УКАЗАНИЯ
A. Повторите дословно часть фрагмента документа от слов «К.Р. Да. Только» до слов «с визуальными действиями.».
B. Кто, согласно фрагменту документа, были идеологами театра «ПОСТ»?
+++ ФРАГМЕНТ ДОКУМЕНТА
М.Б. Так это и есть хорошо, когда появляется то, чего не было.

К.Р. Да. Только после этого прецедента меня на официальные выставки больше не приглашали; но благодаря нашим с Гором усилиям и обильному вниманию со стороны масс-медиа и крепким неформальным связям, мы спокойно обходились без советских кураторов. Тогда вся неформальная артистическая среда дифференцировалась, частично легализовалась и стала за копейку продаваться. Период совместных движений подходил к концу. Неформалы стали формализовываться. Тут же появились какие-то аферисты из комсомольской среды. Потом начался активный период сотрудничества Гора и Камиля Чалаева. Который всегда был несколько таинственным персонажем, больше связанным с музыкой, чем с визуальными действиями.

Он сам был из музыкальной семьи и активно участвовал в московских «Ассах». Но еще в 86-м возник театр «ПОСТ», с которым начался совместный проект на несколько лет и в котором участвовала масса модной молодежи и музыканты, та же группа «Метро».

Идеологами театра «ПОСТ» были Камиль и Саша Фагот. Понеслась серия постановок на различных сценах, и как апогей, впервые в истории перформансов того периода, в театре им. Ермоловой было отведено репетиционное время! Около недели. То есть постановки прозвучали, и отношение изменилось. Камиль пробивал дорожки в интеллектуальную среду, и не смотря на скандалы, которые сопровождали выступления, спектакли были признаны уже на перестроечном пространстве. Ситуация в стране менялась; чиновники становились более напуганными и информированными о волнениях в неформальной арт-среде и при этом старались идти навстречу. Продолжался синтез различных направлений авангардного искусства на театральной сцене, при этом часто проявлялись почвеннические и этнические моменты в творчестве. Так был поставлен спектакль по «Хождению за три моря Афанасия Никитина». Потом уже подключились «Оберманекены», которые размещались в театре у Васильева; Герман Виноградов, Боря Юхананов, произошло дополнительное слияние тусовок под эгидой юханановского театра «Театра». Начался период экспериментов с кино и видео, а у нас стали получаться видеоперформансы.

Потом появились аферисты-комсомольцы, у которых был театр моды «Спектр»; мы в него вступили, и нам даже выплачивали зарплату. Было забавно, это давало юридическую базу. Ирэн так и вовсе одно время работала на радио «Пионерская зорька» и этим же бодрым голосом объявляла начало авангардных шоу. Деятели из «Спектра» устроили несколько фестивалей, в том числе на ВДНХ и в Доме моды на Красной Пресне. В тот же период появились мастерские на Осипенко и образовалась группа художников из гариковских учеников «Художники в безвоздушном пространстве». Тогда же мы стали посещать еще не закрывшийся сквот на Фурманном переулке, где познакомились с «Чемпионами мира»; со мной были десять представительных девушек-художниц, еще с нами постоянно ходили Тюша с Очком.
++++++
+++ ПРЕДОСТАВЛЕННЫЕ ДАННЫЕ
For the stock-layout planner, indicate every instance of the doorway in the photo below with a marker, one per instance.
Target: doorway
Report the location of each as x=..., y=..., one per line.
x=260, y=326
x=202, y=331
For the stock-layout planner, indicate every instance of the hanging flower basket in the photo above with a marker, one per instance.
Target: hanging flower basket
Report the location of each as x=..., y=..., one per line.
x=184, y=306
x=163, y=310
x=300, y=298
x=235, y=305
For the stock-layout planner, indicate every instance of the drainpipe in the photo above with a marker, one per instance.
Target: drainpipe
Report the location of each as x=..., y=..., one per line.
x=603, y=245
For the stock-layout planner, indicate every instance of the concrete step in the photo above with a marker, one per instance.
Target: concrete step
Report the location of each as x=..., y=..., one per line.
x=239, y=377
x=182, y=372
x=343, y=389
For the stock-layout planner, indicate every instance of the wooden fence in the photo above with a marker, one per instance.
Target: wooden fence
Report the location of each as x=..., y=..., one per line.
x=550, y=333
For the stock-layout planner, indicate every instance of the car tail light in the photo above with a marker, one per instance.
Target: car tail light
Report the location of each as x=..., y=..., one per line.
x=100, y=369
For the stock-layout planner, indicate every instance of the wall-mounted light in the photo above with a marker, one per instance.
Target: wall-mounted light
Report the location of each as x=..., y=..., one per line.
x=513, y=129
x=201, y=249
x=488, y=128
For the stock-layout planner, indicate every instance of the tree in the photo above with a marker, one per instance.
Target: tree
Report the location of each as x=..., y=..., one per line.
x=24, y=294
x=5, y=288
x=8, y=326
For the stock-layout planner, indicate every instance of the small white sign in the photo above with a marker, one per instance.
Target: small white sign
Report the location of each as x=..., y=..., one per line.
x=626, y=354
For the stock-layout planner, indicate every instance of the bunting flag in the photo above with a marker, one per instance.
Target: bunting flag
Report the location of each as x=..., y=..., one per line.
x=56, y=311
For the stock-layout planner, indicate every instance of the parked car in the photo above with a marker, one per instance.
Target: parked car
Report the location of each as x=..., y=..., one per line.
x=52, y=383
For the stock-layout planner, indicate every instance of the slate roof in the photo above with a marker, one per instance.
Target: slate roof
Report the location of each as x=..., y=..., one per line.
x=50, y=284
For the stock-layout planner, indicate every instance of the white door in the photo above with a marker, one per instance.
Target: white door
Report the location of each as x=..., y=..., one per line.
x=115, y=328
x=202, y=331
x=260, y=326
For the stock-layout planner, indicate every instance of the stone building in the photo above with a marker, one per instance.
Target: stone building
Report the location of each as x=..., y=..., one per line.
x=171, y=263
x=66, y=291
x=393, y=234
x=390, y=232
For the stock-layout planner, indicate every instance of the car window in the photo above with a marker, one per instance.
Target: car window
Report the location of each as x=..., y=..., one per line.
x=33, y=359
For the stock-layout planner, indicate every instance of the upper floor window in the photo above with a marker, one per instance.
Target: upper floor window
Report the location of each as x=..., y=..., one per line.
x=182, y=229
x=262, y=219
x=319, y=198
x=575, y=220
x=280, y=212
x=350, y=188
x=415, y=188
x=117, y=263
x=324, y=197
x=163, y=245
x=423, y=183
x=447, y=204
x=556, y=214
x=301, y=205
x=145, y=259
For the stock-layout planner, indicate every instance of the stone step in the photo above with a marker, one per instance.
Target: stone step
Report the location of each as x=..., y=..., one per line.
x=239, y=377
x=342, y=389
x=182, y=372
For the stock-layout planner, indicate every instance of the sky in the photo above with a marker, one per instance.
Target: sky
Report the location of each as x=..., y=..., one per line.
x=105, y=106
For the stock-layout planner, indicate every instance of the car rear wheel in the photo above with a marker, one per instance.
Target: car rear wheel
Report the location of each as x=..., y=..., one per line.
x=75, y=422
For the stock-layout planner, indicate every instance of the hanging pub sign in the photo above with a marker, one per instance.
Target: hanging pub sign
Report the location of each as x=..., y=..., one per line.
++++++
ОЖИДАЕМЫЕ РЕЗУЛЬТАТЫ
A.
К.Р. Да. Только после этого прецедента меня на официальные выставки больше не приглашали; но благодаря нашим с Гором усилиям и обильному вниманию со стороны масс-медиа и крепким неформальным связям, мы спокойно обходились без советских кураторов. Тогда вся неформальная артистическая среда дифференцировалась, частично легализовалась и стала за копейку продаваться. Период совместных движений подходил к концу. Неформалы стали формализовываться. Тут же появились какие-то аферисты из комсомольской среды. Потом начался активный период сотрудничества Гора и Камиля Чалаева. Который всегда был несколько таинственным персонажем, больше связанным с музыкой, чем с визуальными действиями.

B. Идеологами театра «ПОСТ» были Камиль и Саша Фагот.